**TUGAS YANG DIKERJAKAN:**
1. Tentukan apakah pernyataan (a), (b), dan (c) sesuai dengan teks tentang radikalisme di internet di bawah. Jawab ya atau tidak untuk tiap pernyataan, disertai kutipan persis dari teks yang menjadi dasarnya. (a) Pembentukan komunitas pelajar secara virtual sudah cukup untuk meredam isu radikalisme di kalangan mahasiswa. (b) Kelompok radikal memakai internet untuk membangun jaringan komunikasi. (c) Aktor radikalis menyasar mahasiswa secara khusus.
2. Ringkas paragraf yang diawali "Kelompok radikal menggunakan internet" dalam teks tentang radikalisme di internet di bawah menjadi satu kalimat yang memuat fakta utamanya.
3. Lanjutkan teks tentang radikalisme di internet di bawah, mulai setelah kalimat terakhirnya.

**TEKS BACAAN:**
^^^^^^^^
Pembentukan komunitas pelajar secara virtual tidaklah cukup untuk meredam tersebarnya isu radikalisme dalam kalangan mahasiswa. Saat ini para penganut paham radikalisme menggunakan internet untuk menyerukan paham atau ajarannya. 

Kelompok radikal menggunakan internet sebagai salah satu alternatif utuk membangun sebuah jaringan komunikasi untuk menyebarkan ajaran dan propaganda. Aktor radikalis memanfatkan internet sebagai wadah dalam menyebarkan paham radikalisme supaya orang, terutama mahasiswa mudah terpengaruh dan menganut ajaran mereka.
^^^^^^^^
**DATA SUMBER:**

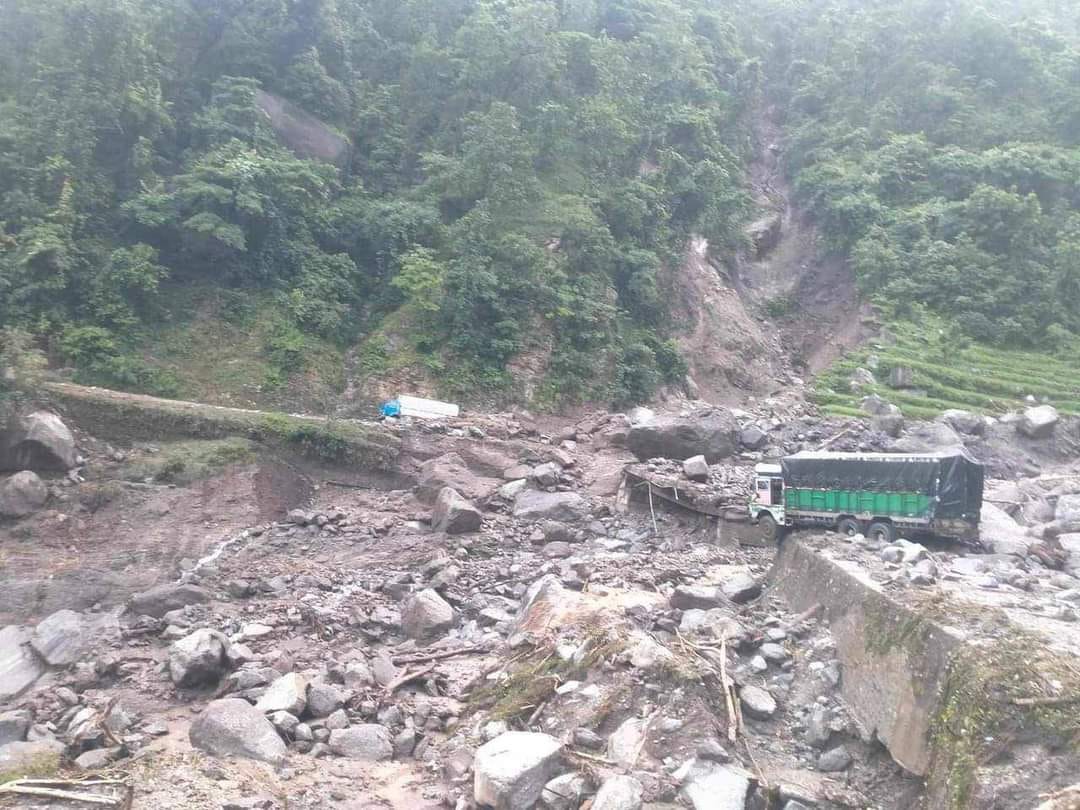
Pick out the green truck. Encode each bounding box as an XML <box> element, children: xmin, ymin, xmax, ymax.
^^^^^^^^
**JAWABAN:**
1.
(a) Tidak: "tidaklah cukup untuk meredam tersebarnya isu radikalisme dalam kalangan mahasiswa".
(b) Ya: "membangun sebuah jaringan komunikasi untuk menyebarkan ajaran dan propaganda".
(c) Ya: "supaya orang, terutama mahasiswa mudah terpengaruh dan menganut ajaran mereka".

2. Kelompok radikal memanfaatkan internet untuk membangun jaringan komunikasi guna menyebarkan ajaran dan propaganda, agar orang, terutama mahasiswa, mudah terpengaruh dan menganut paham mereka.

3.
Berkaca pada realitas ini, penulis berargumentasi bahwa Kampus juga sebaiknya mengambil langkah primer dan sudah seharusnya menggunakan media yang sama (membuat website) dengan mengangkat tema-tema yang bertolakbelakang dengan tema-tema yang ditawarkan oleh kelompok radikal, yaitu memuat tulisan-tulisan yang logis, kritis dan menarik tentang kebaikan, tentang indahnya hidup bersama. 

Website yang digunakan memuat isu-isu kedamaian, mengenai toleransi dan juga memberi pemahaman kepada mahasiswa bahwa sikap radikal sangatlah tidak manusiawi, tindakan kekerasan menentang martabat manusia yang adalah baik. 

Perlu diingat bahwa ulasan yang ditayangkan dalam website tersebut harus bersifat akademik dan bahasa yang digunakan juga harus simpatik. Hal ini bertujuan untuk memikat banyak orang terutama dalam kalangan mahasiswa agar mereka lebih tertarik pada hal yang baik dan akademis daripada hal-hal yang berbau radikal.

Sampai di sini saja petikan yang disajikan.